REQUIREMENTS: Select each line of the rows below that contains the word "person" and copy it out in full.

DATA SHOWN:
-----

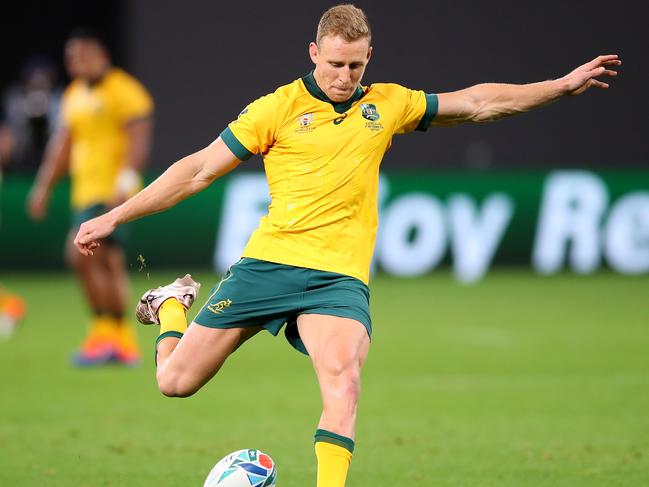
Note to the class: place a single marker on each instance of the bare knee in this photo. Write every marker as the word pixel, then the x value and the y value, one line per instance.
pixel 341 382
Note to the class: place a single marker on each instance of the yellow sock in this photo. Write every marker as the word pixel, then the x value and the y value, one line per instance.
pixel 334 454
pixel 173 317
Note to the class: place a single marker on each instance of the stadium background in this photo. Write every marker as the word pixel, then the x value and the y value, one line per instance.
pixel 519 380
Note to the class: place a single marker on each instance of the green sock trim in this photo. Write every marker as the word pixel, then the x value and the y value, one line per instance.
pixel 164 335
pixel 335 439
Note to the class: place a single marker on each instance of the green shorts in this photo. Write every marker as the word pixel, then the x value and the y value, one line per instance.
pixel 259 293
pixel 118 237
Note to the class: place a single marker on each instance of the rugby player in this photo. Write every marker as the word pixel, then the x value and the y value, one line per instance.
pixel 103 141
pixel 306 266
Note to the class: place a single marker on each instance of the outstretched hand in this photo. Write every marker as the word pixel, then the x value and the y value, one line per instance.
pixel 582 78
pixel 92 231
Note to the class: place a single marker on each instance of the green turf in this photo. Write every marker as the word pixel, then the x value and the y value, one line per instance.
pixel 517 381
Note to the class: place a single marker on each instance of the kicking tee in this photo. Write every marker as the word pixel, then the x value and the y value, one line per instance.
pixel 322 165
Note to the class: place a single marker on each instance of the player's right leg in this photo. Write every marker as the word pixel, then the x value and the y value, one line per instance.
pixel 186 357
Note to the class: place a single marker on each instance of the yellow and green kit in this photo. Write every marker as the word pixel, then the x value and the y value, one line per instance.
pixel 312 251
pixel 96 115
pixel 322 164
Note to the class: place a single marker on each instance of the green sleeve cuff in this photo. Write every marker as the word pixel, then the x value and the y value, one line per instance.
pixel 237 148
pixel 432 104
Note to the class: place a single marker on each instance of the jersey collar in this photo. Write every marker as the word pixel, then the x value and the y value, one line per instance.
pixel 315 91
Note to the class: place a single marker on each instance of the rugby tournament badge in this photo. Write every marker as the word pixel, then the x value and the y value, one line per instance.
pixel 368 110
pixel 305 119
pixel 305 123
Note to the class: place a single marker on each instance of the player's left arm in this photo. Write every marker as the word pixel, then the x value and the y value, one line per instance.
pixel 492 101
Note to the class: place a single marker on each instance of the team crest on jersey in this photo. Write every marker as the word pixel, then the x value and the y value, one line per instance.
pixel 368 110
pixel 305 119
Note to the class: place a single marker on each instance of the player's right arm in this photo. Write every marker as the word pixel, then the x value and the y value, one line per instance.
pixel 54 166
pixel 182 179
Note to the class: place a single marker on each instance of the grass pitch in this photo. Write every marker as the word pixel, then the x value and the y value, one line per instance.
pixel 517 381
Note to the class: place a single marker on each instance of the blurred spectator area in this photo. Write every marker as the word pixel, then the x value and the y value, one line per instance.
pixel 204 61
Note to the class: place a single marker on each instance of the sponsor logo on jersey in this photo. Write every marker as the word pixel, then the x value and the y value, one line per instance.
pixel 340 119
pixel 369 112
pixel 305 119
pixel 219 307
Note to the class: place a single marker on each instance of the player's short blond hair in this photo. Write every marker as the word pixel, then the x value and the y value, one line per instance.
pixel 346 21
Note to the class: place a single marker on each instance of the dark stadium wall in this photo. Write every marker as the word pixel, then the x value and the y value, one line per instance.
pixel 205 60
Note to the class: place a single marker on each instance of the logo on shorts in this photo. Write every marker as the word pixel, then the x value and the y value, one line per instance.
pixel 219 307
pixel 368 110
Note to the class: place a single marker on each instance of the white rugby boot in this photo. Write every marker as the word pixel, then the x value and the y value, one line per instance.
pixel 183 289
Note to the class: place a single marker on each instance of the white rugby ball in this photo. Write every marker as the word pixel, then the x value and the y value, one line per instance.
pixel 243 468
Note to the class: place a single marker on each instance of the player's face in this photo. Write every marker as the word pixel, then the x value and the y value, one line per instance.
pixel 85 59
pixel 339 65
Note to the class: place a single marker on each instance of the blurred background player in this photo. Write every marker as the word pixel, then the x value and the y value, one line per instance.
pixel 30 106
pixel 103 140
pixel 12 306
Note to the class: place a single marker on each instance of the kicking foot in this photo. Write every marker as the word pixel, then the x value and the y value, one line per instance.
pixel 184 290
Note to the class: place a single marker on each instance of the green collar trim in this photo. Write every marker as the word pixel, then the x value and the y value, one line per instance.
pixel 315 91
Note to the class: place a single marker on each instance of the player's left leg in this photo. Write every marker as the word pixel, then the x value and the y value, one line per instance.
pixel 338 348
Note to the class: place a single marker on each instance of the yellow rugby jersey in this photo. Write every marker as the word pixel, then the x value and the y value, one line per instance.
pixel 322 164
pixel 96 115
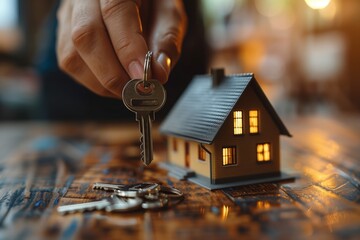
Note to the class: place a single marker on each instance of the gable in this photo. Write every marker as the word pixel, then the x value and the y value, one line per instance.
pixel 202 109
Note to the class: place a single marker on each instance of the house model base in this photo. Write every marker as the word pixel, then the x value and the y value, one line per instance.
pixel 224 132
pixel 186 174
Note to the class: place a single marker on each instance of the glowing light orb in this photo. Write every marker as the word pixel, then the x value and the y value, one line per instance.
pixel 317 4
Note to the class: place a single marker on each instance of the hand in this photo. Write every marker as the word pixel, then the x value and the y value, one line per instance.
pixel 102 43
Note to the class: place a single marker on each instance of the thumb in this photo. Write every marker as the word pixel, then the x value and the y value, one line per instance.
pixel 167 36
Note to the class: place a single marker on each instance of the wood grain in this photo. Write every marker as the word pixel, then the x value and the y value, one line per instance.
pixel 44 165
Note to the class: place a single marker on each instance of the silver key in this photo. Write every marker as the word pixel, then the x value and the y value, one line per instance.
pixel 130 190
pixel 112 203
pixel 144 97
pixel 107 186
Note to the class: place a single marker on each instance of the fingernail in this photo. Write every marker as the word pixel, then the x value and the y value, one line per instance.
pixel 136 71
pixel 165 63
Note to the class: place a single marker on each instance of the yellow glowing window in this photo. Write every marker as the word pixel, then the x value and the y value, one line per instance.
pixel 174 145
pixel 263 152
pixel 238 127
pixel 254 121
pixel 229 157
pixel 202 153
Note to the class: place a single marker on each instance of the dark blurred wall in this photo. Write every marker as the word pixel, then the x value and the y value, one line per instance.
pixel 32 15
pixel 351 30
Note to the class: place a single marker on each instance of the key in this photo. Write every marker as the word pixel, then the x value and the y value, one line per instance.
pixel 108 186
pixel 129 190
pixel 110 204
pixel 144 97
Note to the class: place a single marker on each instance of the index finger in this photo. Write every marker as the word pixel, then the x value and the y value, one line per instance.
pixel 122 20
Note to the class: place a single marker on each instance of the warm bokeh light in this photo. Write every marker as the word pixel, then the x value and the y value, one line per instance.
pixel 225 212
pixel 317 4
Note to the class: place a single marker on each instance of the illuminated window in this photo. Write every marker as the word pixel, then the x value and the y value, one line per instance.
pixel 202 153
pixel 254 121
pixel 263 152
pixel 229 156
pixel 174 145
pixel 238 127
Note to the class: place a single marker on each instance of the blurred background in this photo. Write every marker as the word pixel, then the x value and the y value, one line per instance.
pixel 305 53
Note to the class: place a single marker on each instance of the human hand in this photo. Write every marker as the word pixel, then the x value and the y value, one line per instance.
pixel 102 43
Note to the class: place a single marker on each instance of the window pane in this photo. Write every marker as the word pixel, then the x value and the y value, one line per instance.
pixel 263 152
pixel 229 157
pixel 254 121
pixel 238 126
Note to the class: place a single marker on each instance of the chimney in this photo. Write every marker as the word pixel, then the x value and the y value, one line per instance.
pixel 218 75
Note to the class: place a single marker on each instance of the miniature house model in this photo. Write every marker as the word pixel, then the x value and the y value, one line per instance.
pixel 224 132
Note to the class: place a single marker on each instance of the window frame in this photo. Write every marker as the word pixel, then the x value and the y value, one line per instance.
pixel 257 119
pixel 233 154
pixel 174 144
pixel 263 152
pixel 202 154
pixel 237 120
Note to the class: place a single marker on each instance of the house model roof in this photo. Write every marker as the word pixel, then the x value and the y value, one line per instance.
pixel 202 109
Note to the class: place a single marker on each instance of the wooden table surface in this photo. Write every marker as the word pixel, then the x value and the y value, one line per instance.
pixel 45 165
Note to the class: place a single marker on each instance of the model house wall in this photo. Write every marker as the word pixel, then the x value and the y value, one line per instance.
pixel 225 129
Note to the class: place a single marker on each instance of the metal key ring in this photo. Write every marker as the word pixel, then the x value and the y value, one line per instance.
pixel 155 204
pixel 171 192
pixel 139 190
pixel 147 67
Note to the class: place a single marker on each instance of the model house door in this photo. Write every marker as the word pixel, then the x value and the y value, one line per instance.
pixel 187 154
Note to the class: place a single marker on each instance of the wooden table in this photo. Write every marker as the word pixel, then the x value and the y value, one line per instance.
pixel 45 165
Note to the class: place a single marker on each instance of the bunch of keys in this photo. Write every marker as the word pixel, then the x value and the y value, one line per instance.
pixel 128 197
pixel 144 97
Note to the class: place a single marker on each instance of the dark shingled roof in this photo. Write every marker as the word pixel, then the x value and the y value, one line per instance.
pixel 202 109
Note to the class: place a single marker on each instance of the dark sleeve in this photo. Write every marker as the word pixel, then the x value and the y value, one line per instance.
pixel 64 99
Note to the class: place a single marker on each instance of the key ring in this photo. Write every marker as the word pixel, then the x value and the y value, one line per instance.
pixel 139 190
pixel 147 68
pixel 171 192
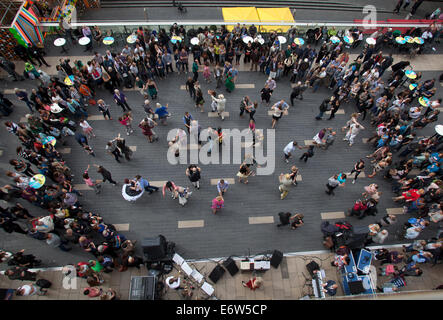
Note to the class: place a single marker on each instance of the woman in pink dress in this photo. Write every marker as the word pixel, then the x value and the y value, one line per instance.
pixel 87 129
pixel 207 72
pixel 217 204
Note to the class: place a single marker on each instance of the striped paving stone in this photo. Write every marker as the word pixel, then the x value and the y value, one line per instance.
pixel 395 211
pixel 332 215
pixel 191 224
pixel 215 114
pixel 84 186
pixel 237 86
pixel 285 113
pixel 93 118
pixel 261 220
pixel 361 175
pixel 246 144
pixel 194 146
pixel 157 183
pixel 12 91
pixel 245 86
pixel 64 150
pixel 340 111
pixel 228 180
pixel 121 226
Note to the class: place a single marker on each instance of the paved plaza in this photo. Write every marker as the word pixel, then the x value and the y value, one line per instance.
pixel 246 226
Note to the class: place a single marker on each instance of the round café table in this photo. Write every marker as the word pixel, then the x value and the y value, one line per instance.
pixel 409 39
pixel 424 101
pixel 282 39
pixel 49 139
pixel 371 41
pixel 131 39
pixel 247 39
pixel 335 39
pixel 400 40
pixel 419 40
pixel 348 40
pixel 410 74
pixel 412 86
pixel 60 42
pixel 299 41
pixel 259 40
pixel 108 41
pixel 69 80
pixel 195 41
pixel 439 129
pixel 83 41
pixel 37 181
pixel 55 108
pixel 176 39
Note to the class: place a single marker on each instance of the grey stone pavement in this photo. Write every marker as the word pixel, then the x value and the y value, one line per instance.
pixel 230 231
pixel 301 15
pixel 290 281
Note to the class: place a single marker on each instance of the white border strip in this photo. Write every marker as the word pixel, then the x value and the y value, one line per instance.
pixel 220 23
pixel 256 257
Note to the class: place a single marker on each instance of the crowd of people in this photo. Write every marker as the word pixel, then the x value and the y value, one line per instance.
pixel 58 109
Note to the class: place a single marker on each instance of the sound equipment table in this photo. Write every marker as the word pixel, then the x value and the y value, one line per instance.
pixel 254 265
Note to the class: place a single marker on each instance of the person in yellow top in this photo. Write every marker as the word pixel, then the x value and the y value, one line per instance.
pixel 217 52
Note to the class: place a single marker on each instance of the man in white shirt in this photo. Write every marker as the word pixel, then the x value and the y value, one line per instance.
pixel 289 149
pixel 222 186
pixel 354 129
pixel 221 103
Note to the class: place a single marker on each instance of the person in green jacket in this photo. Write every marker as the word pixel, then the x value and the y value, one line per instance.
pixel 30 69
pixel 229 83
pixel 95 265
pixel 195 69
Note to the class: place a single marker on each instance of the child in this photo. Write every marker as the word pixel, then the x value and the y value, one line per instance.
pixel 207 72
pixel 89 150
pixel 293 174
pixel 87 129
pixel 388 270
pixel 330 138
pixel 217 204
pixel 126 120
pixel 93 184
pixel 308 154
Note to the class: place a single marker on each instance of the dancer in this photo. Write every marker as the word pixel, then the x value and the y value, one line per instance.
pixel 147 125
pixel 131 191
pixel 193 173
pixel 90 183
pixel 217 204
pixel 358 168
pixel 285 183
pixel 221 104
pixel 279 109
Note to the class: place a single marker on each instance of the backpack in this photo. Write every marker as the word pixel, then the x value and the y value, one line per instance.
pixel 328 229
pixel 43 283
pixel 343 226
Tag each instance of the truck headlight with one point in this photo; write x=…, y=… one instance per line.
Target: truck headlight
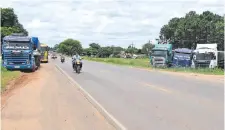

-----

RESULT:
Note to the class: place a single marker on each instance of the person in yellow top in this photo. Write every marker as the word pixel, then the x value and the y value, one line per instance.
Note to the class: place a single marker on each instance of the person in green jacket in this photo. Write every marker as the word pixel, then the x value and the y value, one line per instance.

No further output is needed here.